Would you please copy out each entry exactly?

**** DATA EXCERPTS ****

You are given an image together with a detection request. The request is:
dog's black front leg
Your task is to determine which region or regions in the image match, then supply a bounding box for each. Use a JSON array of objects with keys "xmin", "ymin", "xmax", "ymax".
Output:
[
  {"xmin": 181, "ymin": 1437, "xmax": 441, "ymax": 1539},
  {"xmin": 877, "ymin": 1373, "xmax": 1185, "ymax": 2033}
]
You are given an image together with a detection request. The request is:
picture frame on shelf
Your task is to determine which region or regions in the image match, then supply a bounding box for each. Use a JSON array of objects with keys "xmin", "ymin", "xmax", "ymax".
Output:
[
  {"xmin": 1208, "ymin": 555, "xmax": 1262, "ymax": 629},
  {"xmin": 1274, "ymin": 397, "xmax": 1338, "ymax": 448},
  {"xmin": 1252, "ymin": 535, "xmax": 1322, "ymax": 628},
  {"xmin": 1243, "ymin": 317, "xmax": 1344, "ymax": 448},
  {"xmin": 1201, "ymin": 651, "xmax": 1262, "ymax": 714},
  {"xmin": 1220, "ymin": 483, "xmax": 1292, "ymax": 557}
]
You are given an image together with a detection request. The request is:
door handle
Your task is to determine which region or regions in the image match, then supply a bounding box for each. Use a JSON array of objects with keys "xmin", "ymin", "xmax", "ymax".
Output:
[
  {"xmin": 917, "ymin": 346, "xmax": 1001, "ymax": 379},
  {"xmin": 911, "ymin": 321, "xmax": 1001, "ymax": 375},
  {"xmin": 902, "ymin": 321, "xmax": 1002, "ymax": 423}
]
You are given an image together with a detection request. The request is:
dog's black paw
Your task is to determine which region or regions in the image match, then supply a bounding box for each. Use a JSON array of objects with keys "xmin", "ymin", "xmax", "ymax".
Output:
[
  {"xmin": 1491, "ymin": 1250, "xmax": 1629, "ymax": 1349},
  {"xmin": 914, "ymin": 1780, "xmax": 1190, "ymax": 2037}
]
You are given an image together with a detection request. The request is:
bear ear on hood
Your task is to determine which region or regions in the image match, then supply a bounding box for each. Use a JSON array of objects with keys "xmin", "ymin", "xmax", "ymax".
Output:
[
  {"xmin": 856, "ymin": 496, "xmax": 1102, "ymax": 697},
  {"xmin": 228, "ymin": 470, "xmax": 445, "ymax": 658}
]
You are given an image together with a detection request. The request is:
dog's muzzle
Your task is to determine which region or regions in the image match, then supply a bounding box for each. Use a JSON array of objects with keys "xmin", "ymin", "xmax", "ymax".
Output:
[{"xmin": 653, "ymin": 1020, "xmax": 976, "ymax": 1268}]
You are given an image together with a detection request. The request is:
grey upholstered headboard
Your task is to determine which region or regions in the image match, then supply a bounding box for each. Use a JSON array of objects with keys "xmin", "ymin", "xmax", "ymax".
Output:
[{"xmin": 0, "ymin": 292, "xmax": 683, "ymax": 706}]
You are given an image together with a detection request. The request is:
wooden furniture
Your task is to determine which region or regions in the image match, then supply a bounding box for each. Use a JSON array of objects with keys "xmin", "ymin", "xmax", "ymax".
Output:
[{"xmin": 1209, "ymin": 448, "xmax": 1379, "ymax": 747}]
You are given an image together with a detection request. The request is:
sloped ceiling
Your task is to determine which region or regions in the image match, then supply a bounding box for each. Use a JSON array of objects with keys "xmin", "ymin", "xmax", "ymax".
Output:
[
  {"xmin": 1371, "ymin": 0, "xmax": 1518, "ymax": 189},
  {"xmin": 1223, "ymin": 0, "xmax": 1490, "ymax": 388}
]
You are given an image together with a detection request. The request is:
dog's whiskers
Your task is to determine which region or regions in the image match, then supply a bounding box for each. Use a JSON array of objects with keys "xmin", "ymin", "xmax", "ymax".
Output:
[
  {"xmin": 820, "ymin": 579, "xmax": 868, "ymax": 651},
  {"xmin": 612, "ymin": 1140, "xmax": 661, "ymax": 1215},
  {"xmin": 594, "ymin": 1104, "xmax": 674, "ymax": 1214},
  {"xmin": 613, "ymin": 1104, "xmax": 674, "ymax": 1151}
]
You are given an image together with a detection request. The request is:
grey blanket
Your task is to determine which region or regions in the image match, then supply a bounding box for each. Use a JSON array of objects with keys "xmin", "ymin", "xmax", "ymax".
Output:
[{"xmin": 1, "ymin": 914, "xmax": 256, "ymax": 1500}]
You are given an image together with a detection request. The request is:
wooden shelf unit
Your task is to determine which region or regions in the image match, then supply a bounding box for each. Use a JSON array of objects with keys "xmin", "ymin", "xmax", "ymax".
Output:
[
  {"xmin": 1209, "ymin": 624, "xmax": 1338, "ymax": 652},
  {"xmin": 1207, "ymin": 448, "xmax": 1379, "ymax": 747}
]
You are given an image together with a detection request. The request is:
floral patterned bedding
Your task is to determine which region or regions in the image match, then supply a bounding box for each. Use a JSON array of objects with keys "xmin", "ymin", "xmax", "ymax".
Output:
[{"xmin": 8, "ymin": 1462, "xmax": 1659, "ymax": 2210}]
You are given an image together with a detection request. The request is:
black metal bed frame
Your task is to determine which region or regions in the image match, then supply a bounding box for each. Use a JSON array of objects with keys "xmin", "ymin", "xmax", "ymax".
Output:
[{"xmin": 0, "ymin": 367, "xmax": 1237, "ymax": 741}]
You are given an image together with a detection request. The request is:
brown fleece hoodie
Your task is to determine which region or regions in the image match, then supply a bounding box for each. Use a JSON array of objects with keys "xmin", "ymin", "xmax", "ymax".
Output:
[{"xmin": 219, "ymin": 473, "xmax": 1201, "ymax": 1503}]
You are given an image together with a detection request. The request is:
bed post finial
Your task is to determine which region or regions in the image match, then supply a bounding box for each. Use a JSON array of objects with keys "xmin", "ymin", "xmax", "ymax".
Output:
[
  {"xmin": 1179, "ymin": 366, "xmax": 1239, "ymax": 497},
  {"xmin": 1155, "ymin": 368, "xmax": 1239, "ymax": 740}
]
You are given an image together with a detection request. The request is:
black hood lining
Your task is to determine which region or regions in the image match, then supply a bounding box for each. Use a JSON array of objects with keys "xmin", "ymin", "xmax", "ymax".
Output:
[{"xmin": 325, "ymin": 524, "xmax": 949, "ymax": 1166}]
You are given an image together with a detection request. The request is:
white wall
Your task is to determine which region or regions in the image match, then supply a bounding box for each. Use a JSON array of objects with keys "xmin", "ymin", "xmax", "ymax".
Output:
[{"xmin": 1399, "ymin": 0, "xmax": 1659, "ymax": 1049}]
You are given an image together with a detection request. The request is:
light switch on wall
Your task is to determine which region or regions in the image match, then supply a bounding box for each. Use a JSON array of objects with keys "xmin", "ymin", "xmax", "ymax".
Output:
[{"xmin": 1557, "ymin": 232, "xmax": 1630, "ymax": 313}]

****

• RESULT OF THE EXERCISE:
You are given an image together with a detection request. The request is:
dog's black front leg
Your task is to determine which region or regions in the image match, then supply a bounding box for each. Use a JSON array of objects with keys "xmin", "ymin", "xmax", "ymax".
Output:
[
  {"xmin": 181, "ymin": 1437, "xmax": 441, "ymax": 1539},
  {"xmin": 877, "ymin": 1373, "xmax": 1185, "ymax": 2033}
]
You are given an image together with a detection request. The request is:
picture frame on shelf
Your task is to determine which region or regions in the image match, then supply a bounding box for each. Use a JSON array of objects with keys "xmin", "ymin", "xmax", "ymax".
Output:
[
  {"xmin": 1208, "ymin": 555, "xmax": 1262, "ymax": 629},
  {"xmin": 1274, "ymin": 397, "xmax": 1338, "ymax": 448},
  {"xmin": 1252, "ymin": 535, "xmax": 1322, "ymax": 628},
  {"xmin": 1243, "ymin": 317, "xmax": 1344, "ymax": 448},
  {"xmin": 1201, "ymin": 651, "xmax": 1262, "ymax": 714},
  {"xmin": 1220, "ymin": 483, "xmax": 1292, "ymax": 557}
]
You are given an image together with a detection request. The request is:
door handle
Your task is to determine which region or regions in the image match, then supply a bounding box for each. Use a JSON array of objects with keys "xmin", "ymin", "xmax", "ymax".
Output:
[
  {"xmin": 917, "ymin": 346, "xmax": 1001, "ymax": 379},
  {"xmin": 911, "ymin": 321, "xmax": 1001, "ymax": 375},
  {"xmin": 902, "ymin": 321, "xmax": 1002, "ymax": 423}
]
You are given an image together with a detection request. The request is:
dog's black paw
Your task is to determine which region or regions in the image match, then supply a bounding box for each. Use a JSON array of objects with keys "xmin", "ymin", "xmax", "ymax".
Output:
[
  {"xmin": 1491, "ymin": 1250, "xmax": 1629, "ymax": 1349},
  {"xmin": 914, "ymin": 1780, "xmax": 1190, "ymax": 2037}
]
You are given an image together with a detection request. The request is:
bear ear on hood
Your task is to determine which region or regions in the image match, then supply a bounding box for each. Use a JSON array of objects with keys "xmin", "ymin", "xmax", "ymax".
Output:
[
  {"xmin": 856, "ymin": 496, "xmax": 1102, "ymax": 697},
  {"xmin": 228, "ymin": 470, "xmax": 445, "ymax": 658}
]
You are given an image together with a detection request. The request is:
dog's muzzle
Your task is to determine which region or regions in the image match, then supply a bounding box for each. Use a JSON array of objects with keys "xmin", "ymin", "xmax", "ymax".
Output:
[{"xmin": 653, "ymin": 1020, "xmax": 976, "ymax": 1268}]
You are given an image together with a detection request. The request is:
grey upholstered headboard
Your task is to determine which region or regions in the image match, then supply a bounding box for each. Use a JSON array of objects with keys "xmin", "ymin", "xmax", "ymax".
Output:
[{"xmin": 0, "ymin": 292, "xmax": 683, "ymax": 706}]
You are given an image together with a detection request. The request is:
wooden furniture
Your task is to determine which region or regions in the image match, then supply a bounding box for each. Use a JSON array of objects with keys "xmin", "ymin", "xmax", "ymax".
Output:
[{"xmin": 1209, "ymin": 448, "xmax": 1379, "ymax": 747}]
You are given an image together with a detection request. The request is:
sloped ceiling
Your task is to determine which region or regions in the image match, then supply a bounding box for each. Use a JSON array of objects with keys "xmin", "ymin", "xmax", "ymax".
Output:
[
  {"xmin": 1371, "ymin": 0, "xmax": 1518, "ymax": 189},
  {"xmin": 1223, "ymin": 0, "xmax": 1490, "ymax": 388}
]
You are given an image together with a detection request. The request is:
dog's whiskers
Your task is to determine which region or regions in the image match, then supply a bounding box for each. Use a JSON array of objects with keys "xmin", "ymin", "xmax", "ymax".
Output:
[
  {"xmin": 820, "ymin": 579, "xmax": 868, "ymax": 651},
  {"xmin": 612, "ymin": 1140, "xmax": 661, "ymax": 1215},
  {"xmin": 594, "ymin": 1104, "xmax": 674, "ymax": 1214},
  {"xmin": 613, "ymin": 1104, "xmax": 674, "ymax": 1151}
]
You are given an image together with a detection request. The request is:
grey blanket
Your task is to determine which region or regions in the image match, then supply a bounding box for each. Use a JSON array of objects with keys "xmin", "ymin", "xmax", "ymax".
Output:
[{"xmin": 1, "ymin": 914, "xmax": 256, "ymax": 1500}]
You are given an image together with a detection request. The request is:
wooden shelf unit
Your task is to determine which region or regions in the image match, then supply a bounding box for each. Use a JSON array of objects with keys "xmin", "ymin", "xmax", "ymax".
Output:
[
  {"xmin": 1209, "ymin": 624, "xmax": 1338, "ymax": 652},
  {"xmin": 1207, "ymin": 448, "xmax": 1379, "ymax": 747}
]
You are given an image together with a detection request. The request is:
floral patterned bedding
Your task is to determine which region or regions in the image match, then supply a bounding box for each. Use a JSON array of objects with keys "xmin", "ymin", "xmax", "ymax".
Output:
[{"xmin": 8, "ymin": 1462, "xmax": 1659, "ymax": 2210}]
You are given an image together with a detection request. The request is:
black metal bed frame
Your task is to determine which region or regions in the image match, then supply a bounding box for each. Use a JSON array of objects with keys "xmin", "ymin", "xmax", "ymax".
Output:
[{"xmin": 0, "ymin": 367, "xmax": 1237, "ymax": 741}]
You are given an image together with a detection request. The request is:
brown fleece hoodie
Your task is to determine which region or regions in the image match, then supply a bounding box for each. Use a JSON array of objects with keys "xmin", "ymin", "xmax", "ymax".
Output:
[{"xmin": 219, "ymin": 473, "xmax": 1201, "ymax": 1503}]
You are given an image together with a detection request. The request is:
bed post finial
Your task is to determine which region or regions in the image match, then supply a bounding box for each. Use a JSON array of objects with keys "xmin", "ymin", "xmax", "ymax".
Output:
[
  {"xmin": 1179, "ymin": 366, "xmax": 1239, "ymax": 497},
  {"xmin": 1155, "ymin": 368, "xmax": 1239, "ymax": 740}
]
You are given an image together with a detection request. The request is:
black hood lining
Your task is to determine which region or regions in the image match, then supply a bounding box for each. Use a JSON array of objects with keys "xmin", "ymin", "xmax", "ymax".
Output:
[{"xmin": 325, "ymin": 524, "xmax": 949, "ymax": 1166}]
You are given an image together with a detection request. The request is:
white wall
Your task is to determine which region or regions in the image match, then supply a bounding box for each. Use a JSON array of objects with keys "xmin", "ymin", "xmax", "ymax".
Output:
[{"xmin": 1399, "ymin": 0, "xmax": 1659, "ymax": 1049}]
You are given an image together with a detection request. The request is:
light switch on wall
Your task is to determine which region or regions in the image match, then supply a bounding box for each. Use a JSON array of objects with keys "xmin", "ymin", "xmax", "ymax".
Output:
[{"xmin": 1557, "ymin": 232, "xmax": 1630, "ymax": 313}]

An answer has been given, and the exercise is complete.